**The task:** Rewrite the listing below, replacing every "point_to(query)" with "locate(query)" and leaving everything else untouched.

--------------------------------------------------

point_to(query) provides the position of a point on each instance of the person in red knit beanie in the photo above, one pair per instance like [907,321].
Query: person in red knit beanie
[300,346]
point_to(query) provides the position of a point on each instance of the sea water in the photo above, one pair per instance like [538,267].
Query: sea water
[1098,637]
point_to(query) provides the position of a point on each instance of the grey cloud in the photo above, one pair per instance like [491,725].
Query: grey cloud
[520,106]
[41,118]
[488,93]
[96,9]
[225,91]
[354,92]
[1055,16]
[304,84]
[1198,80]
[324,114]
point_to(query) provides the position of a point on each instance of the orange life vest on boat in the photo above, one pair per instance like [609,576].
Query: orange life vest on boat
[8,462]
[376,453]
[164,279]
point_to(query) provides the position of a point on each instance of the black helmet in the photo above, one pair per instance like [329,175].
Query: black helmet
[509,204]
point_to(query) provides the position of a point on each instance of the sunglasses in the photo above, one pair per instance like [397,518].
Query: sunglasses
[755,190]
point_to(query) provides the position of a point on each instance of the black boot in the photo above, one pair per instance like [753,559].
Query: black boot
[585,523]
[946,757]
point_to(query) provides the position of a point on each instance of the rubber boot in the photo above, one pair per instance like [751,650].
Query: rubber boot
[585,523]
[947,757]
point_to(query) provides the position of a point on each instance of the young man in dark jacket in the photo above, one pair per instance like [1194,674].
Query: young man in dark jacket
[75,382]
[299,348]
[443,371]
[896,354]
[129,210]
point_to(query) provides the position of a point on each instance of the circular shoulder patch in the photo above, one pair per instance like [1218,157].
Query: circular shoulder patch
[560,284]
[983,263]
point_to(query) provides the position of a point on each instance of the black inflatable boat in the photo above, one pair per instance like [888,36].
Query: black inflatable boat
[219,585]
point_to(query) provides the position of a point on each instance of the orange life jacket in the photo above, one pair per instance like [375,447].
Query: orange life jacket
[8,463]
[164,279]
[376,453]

--------------------------------------------------

**Task solution:**
locate(query) provides the position of a point on each instance of the person in red knit beanie in the photo above, one pair per instance like [907,321].
Query: person in red knit beanie
[300,346]
locate(query) provides the position of a point on each instance of the sea water in the photo above, one pair per instance like [538,267].
Query: sea water
[1098,637]
locate(query) provides the position of a point on each instance of the grey cloud in the photo above, one pair per instance like [491,725].
Query: grey cloud
[520,106]
[41,118]
[488,93]
[96,9]
[225,91]
[354,92]
[1055,16]
[304,84]
[1198,80]
[324,114]
locate(query) provides the position of a point on each instance of the orange life vest on boat in the photo above, one pair per instance like [609,576].
Query: orange life vest on boat
[8,462]
[376,453]
[164,279]
locate(query) provides the position of a point on each instance of the black helmet in the photo above, one pair per instance like [329,175].
Query: black helmet
[509,204]
locate(query) provides the position of a point on each instance of the sunglasses in the photo above, one pair per instance like [397,518].
Query: sunglasses
[755,190]
locate(query) provides the position of a point on each instance of the black boot in the photo above, one pair per instance like [753,559].
Query: black boot
[585,523]
[946,757]
locate(query) provides the position of a point on each instance of the rubber boot in the photo above, one pair per instance like [751,650].
Query: rubber boot
[585,523]
[947,757]
locate(query) provides the position of a point on each instance of the young man in dark jacket in the photo above, one pair per instance like [1194,674].
Query: young man in dark jacket
[75,382]
[299,348]
[443,371]
[896,354]
[129,210]
locate(query) provides the position of a point on each instance of the circular shoulder patch in the photo above, one pair per instance like [1218,157].
Query: circular shoulder patch
[560,284]
[983,263]
locate(query) provides the position of a point on each instance of the black inflatable boat in the photo above, one pair per instance like [888,36].
Query: black inflatable boat
[219,585]
locate(query) provides the position of a point on each instance of the orange life jacket in the photo above, one pair per instance like [375,447].
Query: orange life jacket
[8,463]
[164,279]
[376,453]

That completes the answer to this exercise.